[Segmentation mask data]
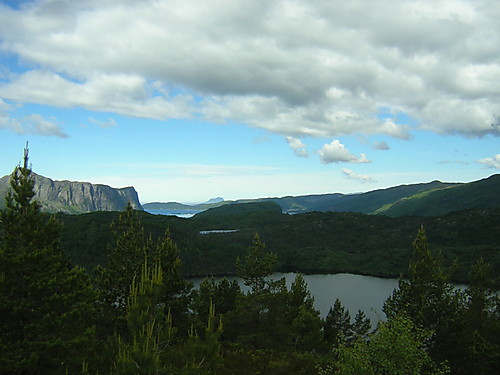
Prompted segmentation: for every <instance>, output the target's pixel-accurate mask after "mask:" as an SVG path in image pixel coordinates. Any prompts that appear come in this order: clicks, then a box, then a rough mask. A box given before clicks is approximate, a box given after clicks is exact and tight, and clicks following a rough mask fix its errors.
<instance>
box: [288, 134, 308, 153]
mask: <svg viewBox="0 0 500 375" xmlns="http://www.w3.org/2000/svg"><path fill="white" fill-rule="evenodd" d="M285 139H286V141H287V143H288V145H289V146H290V147H291V148H292V150H293V152H294V153H295V155H297V156H301V157H308V156H309V154H308V153H307V148H306V145H305V144H304V143H303V142H302V141H301V140H300V139H298V138H295V137H286V138H285Z"/></svg>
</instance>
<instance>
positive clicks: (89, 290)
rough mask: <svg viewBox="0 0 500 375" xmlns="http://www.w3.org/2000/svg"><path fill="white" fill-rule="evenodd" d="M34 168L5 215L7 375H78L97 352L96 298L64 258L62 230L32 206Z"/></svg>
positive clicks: (76, 268) (34, 194) (4, 300)
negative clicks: (24, 373)
mask: <svg viewBox="0 0 500 375" xmlns="http://www.w3.org/2000/svg"><path fill="white" fill-rule="evenodd" d="M34 183H35V182H34V177H33V175H32V172H31V168H30V166H29V164H28V148H27V147H26V149H25V151H24V160H23V165H22V166H18V167H16V168H15V169H14V172H13V173H12V176H11V181H10V184H11V188H12V190H11V191H10V192H9V193H8V195H7V198H6V209H5V210H4V211H2V212H1V214H0V227H1V229H2V233H3V235H2V238H1V240H0V316H1V317H2V318H1V319H0V340H1V341H0V373H5V374H20V373H29V374H38V373H51V374H58V373H60V374H62V373H65V372H66V371H67V370H69V371H77V370H78V369H79V368H80V367H81V364H82V362H83V361H84V360H85V359H86V358H89V357H90V356H92V355H93V353H92V351H93V348H95V345H94V344H95V342H94V327H93V319H94V316H95V310H94V302H95V300H96V295H95V293H94V291H93V289H92V288H91V285H90V282H89V279H88V277H87V275H86V274H85V272H84V271H83V270H82V269H80V268H72V267H71V266H70V264H69V262H68V261H67V260H65V259H64V257H63V256H62V254H61V251H60V246H59V237H60V224H59V223H58V222H57V221H56V220H55V219H54V218H53V217H51V218H48V216H47V215H45V214H43V213H41V211H40V208H41V206H40V204H39V203H38V202H37V201H36V200H33V198H34V196H35V193H34Z"/></svg>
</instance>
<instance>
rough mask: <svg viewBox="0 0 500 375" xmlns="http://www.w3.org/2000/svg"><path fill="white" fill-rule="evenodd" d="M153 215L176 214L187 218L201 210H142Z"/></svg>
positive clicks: (189, 217)
mask: <svg viewBox="0 0 500 375" xmlns="http://www.w3.org/2000/svg"><path fill="white" fill-rule="evenodd" d="M144 211H146V212H148V213H150V214H153V215H165V216H177V217H183V218H185V219H189V218H190V217H193V216H194V215H196V214H197V213H200V212H202V211H203V210H181V209H178V210H144Z"/></svg>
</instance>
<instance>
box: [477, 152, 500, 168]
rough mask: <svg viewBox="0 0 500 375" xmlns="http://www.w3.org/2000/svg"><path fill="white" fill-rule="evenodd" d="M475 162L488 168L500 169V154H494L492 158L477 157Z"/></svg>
mask: <svg viewBox="0 0 500 375" xmlns="http://www.w3.org/2000/svg"><path fill="white" fill-rule="evenodd" d="M477 162H478V163H479V164H483V165H485V166H487V167H488V168H494V169H500V154H496V155H494V156H493V157H492V158H484V159H479V160H478V161H477Z"/></svg>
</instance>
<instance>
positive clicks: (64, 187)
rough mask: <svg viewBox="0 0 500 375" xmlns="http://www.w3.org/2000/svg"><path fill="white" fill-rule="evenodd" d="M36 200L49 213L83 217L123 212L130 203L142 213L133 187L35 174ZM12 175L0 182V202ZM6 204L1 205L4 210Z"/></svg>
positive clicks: (4, 178) (132, 205)
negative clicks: (56, 213)
mask: <svg viewBox="0 0 500 375" xmlns="http://www.w3.org/2000/svg"><path fill="white" fill-rule="evenodd" d="M33 177H34V178H35V187H34V191H35V199H36V200H38V201H39V202H40V203H41V205H42V209H43V210H44V211H47V212H64V213H72V214H80V213H85V212H92V211H122V210H123V209H124V208H125V206H126V205H127V203H129V202H130V204H131V205H132V207H133V208H134V209H136V210H142V209H143V208H142V206H141V204H140V203H139V197H138V194H137V191H136V190H135V189H134V188H133V187H130V186H129V187H125V188H119V189H118V188H112V187H110V186H108V185H103V184H91V183H89V182H77V181H55V180H52V179H50V178H47V177H44V176H41V175H39V174H36V173H34V172H33ZM9 181H10V176H4V177H2V178H1V179H0V199H1V200H2V201H3V197H4V196H5V195H6V194H7V191H8V190H9V189H10V187H9ZM1 206H2V204H0V207H1Z"/></svg>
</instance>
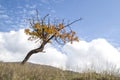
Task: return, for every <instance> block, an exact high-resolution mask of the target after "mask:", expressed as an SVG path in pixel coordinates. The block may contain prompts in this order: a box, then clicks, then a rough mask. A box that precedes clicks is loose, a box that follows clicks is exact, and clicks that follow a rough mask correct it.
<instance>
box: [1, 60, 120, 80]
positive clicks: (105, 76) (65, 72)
mask: <svg viewBox="0 0 120 80" xmlns="http://www.w3.org/2000/svg"><path fill="white" fill-rule="evenodd" d="M0 80H120V77H119V76H117V75H116V76H115V74H110V73H99V74H98V73H96V72H93V71H92V72H90V71H89V72H84V73H76V72H72V71H63V70H61V69H58V68H55V67H51V66H45V65H38V64H32V63H27V64H25V65H20V63H4V62H0Z"/></svg>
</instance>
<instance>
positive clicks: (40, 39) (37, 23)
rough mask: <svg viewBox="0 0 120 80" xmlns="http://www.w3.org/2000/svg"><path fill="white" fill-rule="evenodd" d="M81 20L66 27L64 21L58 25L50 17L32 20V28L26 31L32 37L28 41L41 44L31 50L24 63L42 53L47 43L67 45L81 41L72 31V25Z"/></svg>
mask: <svg viewBox="0 0 120 80" xmlns="http://www.w3.org/2000/svg"><path fill="white" fill-rule="evenodd" d="M79 20H80V19H78V20H75V21H73V22H71V23H69V24H66V25H65V24H64V20H63V21H62V22H58V23H55V21H53V22H52V21H50V19H49V18H48V15H46V16H45V17H43V18H42V19H39V18H38V17H37V19H36V20H34V19H31V20H30V28H28V29H25V33H26V34H27V35H29V36H30V37H29V38H28V40H31V41H35V42H39V43H40V47H39V48H37V49H33V50H31V51H30V52H29V53H28V54H27V56H26V57H25V59H24V60H23V62H22V63H23V64H24V63H25V62H26V61H27V60H28V59H29V57H30V56H31V55H32V54H34V53H38V52H42V51H43V50H44V46H45V45H46V44H47V43H51V42H54V41H56V42H57V43H60V44H65V43H66V42H71V43H72V42H73V41H79V40H78V37H77V36H75V34H76V33H75V32H74V31H73V30H71V27H70V25H71V24H73V23H75V22H77V21H79Z"/></svg>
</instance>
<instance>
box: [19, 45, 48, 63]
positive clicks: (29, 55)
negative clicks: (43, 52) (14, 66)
mask: <svg viewBox="0 0 120 80" xmlns="http://www.w3.org/2000/svg"><path fill="white" fill-rule="evenodd" d="M45 44H46V43H42V44H41V46H40V47H39V48H37V49H33V50H31V51H30V52H28V54H27V55H26V57H25V58H24V59H23V61H22V62H21V64H25V63H26V62H27V61H28V59H29V58H30V56H31V55H32V54H36V53H38V52H43V49H44V46H45Z"/></svg>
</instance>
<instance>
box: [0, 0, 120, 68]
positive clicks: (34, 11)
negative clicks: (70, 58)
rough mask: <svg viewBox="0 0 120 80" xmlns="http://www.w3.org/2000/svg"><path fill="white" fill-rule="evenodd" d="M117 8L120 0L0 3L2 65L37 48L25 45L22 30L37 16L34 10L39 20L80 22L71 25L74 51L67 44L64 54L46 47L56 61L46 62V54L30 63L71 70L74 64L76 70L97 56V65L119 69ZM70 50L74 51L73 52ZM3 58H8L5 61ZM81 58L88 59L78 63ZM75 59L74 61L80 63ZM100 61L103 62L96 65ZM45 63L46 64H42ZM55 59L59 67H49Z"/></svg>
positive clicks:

● **WHAT IS NEEDED**
Pull out every line in the items above that contains the word "after", and copy each of those lines in full.

● **OUTPUT FOR THIS EXERCISE**
Prompted segmentation: for every <instance>, output the target's pixel-accurate mask after "mask:" as an SVG path in image pixel coordinates. Any prompts that appear come in this order: clicks, then a box, then a rough mask. A box given before clicks is approximate, a box given after clicks is exact and tight, and clicks following a rough mask fix its errors.
Task: return, for every <instance> block, an exact high-resolution mask of the target after "mask:", expressed as an SVG path in pixel coordinates. The block may contain prompts in this order: a box, then clicks, then a rough mask. A box that precedes clicks is loose, a box that follows clicks is exact, and clicks that follow a rough mask correct it.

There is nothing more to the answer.